◆ Instructions:
1. Rewrite the forum post on the Ten Commandments, starting with "And in 1John" and going on through "him to live.", and swap "mankind" for "humankind".
2. According to the forum post on the Ten Commandments, how many examples from the Ten Commandments did Christ give the young man in Matthew 19?

Message 76 of 100 (562691)
05-31-2010 10:06 PM
Reply to: Message 75 by Huntard
05-30-2010 4:49 AM


Ok, that's two, where are the other eight? Can we chuck them out safely? Thou shalt not bear false witness? Isn't in the law.
Well, I guess I can go through the whole list and justify each one through a current law or NT reference, AND/OR give a new covenant rendering of how the old law works into the new law (Christ's death and resurrection). Until one understands the correlation between the two, we'll continue to argue the wordage of OT law and not the meaning.
Anyway, it is a crime to bear false witness. Perjury, false police reports against someone are both punishable by law in America. Thou shall not covet is listed in Romans 7:7
I John 3:4 states, "For this is the love of God, that we keep His commandments..." To which commandments was John referring? Undoubtedly, to the commandments of God which, when transgressed, result in sin (1John 3:4). The apostle Paul tells us plainly which commandments these are. He writes that he would not have known what sin was except the law told him, "You shall not covet" (Romans 7:7). This directly references one of God's Ten Commandments! Unquestionably, James was referring to the Ten Commandments when he wrote about the perfect law of liberty.
It is abundantly clear that the Ten Commandments are not confined to the old covenant. Specific examples from the Bible make it evident that the Commandments were in effect from the very start of the human race. They formed the core of the old covenant not because they pertained only to the nation of Israel, but because they form the core of all peaceful, happy human existence. As such, they also form the core of the new covenant. In Matthew 19, a young man asked Jesus what he should do in order to have eternal life (verse 16). In verse 17, Christ answered him by telling him to keep the Commandments. In the next two verses, Christ told the man which Commandments He was referring to by giving five specific examples from the Ten Commandments as recorded in Exodus 20 and Deuteronomy 5.
As Isaiah prophesied in Isaiah 42:21, Christ did not come to earth to nullify or make obsolete the Ten Commandments. Rather, He magnified them and made them honorable by illustrating in His daily life how to perfectly keep them to their full spiritual intent.
And in 1John 2:4, he explains that if anyone says he knows Christ, but doesn't "keep His commandments, [he] is a liar, and the truth is not in him."
Could anything be more clear? Though many attempt to deny it, the Bible plainly shows that God's Ten Commandments are not unique to the old covenant. Rather, they comprise the eternal, immutable laws set in place from the very beginning which reveal to mankind how God expects him to live.

◆ Data to examine:

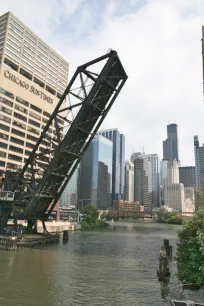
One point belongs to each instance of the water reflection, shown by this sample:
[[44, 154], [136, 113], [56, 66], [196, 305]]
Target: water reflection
[[115, 266]]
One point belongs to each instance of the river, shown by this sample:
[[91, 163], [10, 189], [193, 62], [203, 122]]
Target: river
[[115, 266]]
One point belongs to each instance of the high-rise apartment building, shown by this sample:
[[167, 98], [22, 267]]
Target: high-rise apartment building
[[187, 176], [95, 174], [129, 181], [32, 79], [69, 196], [174, 196], [143, 183], [199, 163], [154, 161], [189, 204], [169, 178], [136, 155], [118, 174], [170, 145]]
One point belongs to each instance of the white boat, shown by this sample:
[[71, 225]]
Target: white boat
[[184, 303]]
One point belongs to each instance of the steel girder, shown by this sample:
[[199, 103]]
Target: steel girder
[[90, 95]]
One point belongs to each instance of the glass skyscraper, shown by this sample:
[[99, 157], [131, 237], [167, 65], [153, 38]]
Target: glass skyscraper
[[197, 164], [95, 174], [170, 145], [69, 195], [118, 162]]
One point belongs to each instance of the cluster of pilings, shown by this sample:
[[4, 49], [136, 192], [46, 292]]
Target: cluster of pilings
[[11, 243], [165, 254]]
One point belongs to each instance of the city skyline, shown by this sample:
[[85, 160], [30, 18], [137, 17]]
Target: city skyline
[[92, 36]]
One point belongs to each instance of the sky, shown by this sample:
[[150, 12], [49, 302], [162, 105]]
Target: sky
[[159, 44]]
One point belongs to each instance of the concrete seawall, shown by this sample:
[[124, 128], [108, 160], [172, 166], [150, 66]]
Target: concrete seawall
[[54, 227]]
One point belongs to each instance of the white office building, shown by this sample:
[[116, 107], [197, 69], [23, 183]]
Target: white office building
[[129, 181], [32, 79]]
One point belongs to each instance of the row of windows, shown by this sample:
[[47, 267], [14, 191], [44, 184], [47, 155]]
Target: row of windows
[[2, 154], [39, 72], [6, 101]]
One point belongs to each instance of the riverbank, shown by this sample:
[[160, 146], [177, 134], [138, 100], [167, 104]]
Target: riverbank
[[95, 224]]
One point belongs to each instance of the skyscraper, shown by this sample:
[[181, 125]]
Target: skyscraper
[[118, 175], [95, 174], [170, 145], [197, 169], [143, 183], [154, 161], [174, 196], [129, 181], [187, 176], [69, 195], [32, 79], [169, 179], [199, 163]]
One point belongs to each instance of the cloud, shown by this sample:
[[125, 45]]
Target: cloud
[[159, 43]]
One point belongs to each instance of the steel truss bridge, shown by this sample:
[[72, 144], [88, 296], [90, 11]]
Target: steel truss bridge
[[76, 119]]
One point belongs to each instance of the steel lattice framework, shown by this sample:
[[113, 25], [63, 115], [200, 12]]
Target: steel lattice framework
[[76, 119]]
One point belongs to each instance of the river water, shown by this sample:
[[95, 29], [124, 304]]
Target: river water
[[115, 266]]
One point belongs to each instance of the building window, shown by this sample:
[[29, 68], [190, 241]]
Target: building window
[[34, 123], [49, 89], [3, 145], [15, 149], [46, 114], [13, 166], [30, 145], [22, 101], [41, 84], [45, 120], [37, 109], [19, 116], [4, 118], [3, 136], [34, 115], [2, 154], [27, 152], [49, 130], [6, 102], [18, 133], [19, 124], [2, 164], [30, 137], [32, 130], [26, 74], [21, 109], [4, 127], [45, 159], [45, 143], [59, 95], [16, 140], [6, 110], [6, 93], [10, 64], [15, 157]]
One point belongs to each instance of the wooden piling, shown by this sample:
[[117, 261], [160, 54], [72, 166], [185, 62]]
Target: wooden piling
[[65, 235], [11, 243]]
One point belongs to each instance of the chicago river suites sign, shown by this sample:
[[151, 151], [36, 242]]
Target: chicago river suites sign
[[25, 85]]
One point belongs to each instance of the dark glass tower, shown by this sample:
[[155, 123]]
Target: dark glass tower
[[95, 174], [170, 145], [118, 172]]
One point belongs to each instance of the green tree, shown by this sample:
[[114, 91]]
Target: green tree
[[164, 216], [190, 254], [91, 211], [199, 199]]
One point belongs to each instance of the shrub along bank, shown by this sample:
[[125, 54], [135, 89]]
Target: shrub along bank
[[90, 219], [190, 253]]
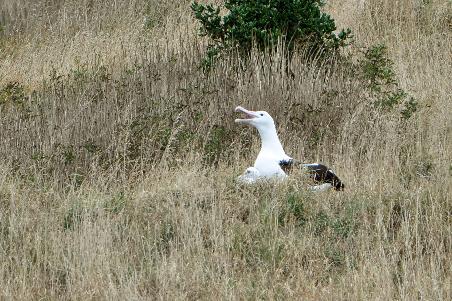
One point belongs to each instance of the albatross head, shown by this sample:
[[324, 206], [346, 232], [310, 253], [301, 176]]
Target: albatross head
[[259, 119]]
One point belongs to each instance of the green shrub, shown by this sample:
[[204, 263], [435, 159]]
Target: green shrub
[[381, 82], [262, 23]]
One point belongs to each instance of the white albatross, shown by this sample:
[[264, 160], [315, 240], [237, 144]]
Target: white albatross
[[273, 162]]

◆ Answer set:
1.
And in 1John 2:4, he explains that if anyone says he knows Christ, but doesn't "keep His commandments, [he] is a liar, and the truth is not in him."
Could anything be more clear? Though many attempt to deny it, the Bible plainly shows that God's Ten Commandments are not unique to the old covenant. Rather, they comprise the eternal, immutable laws set in place from the very beginning which reveal to humankind how God expects him to live.

2. Five.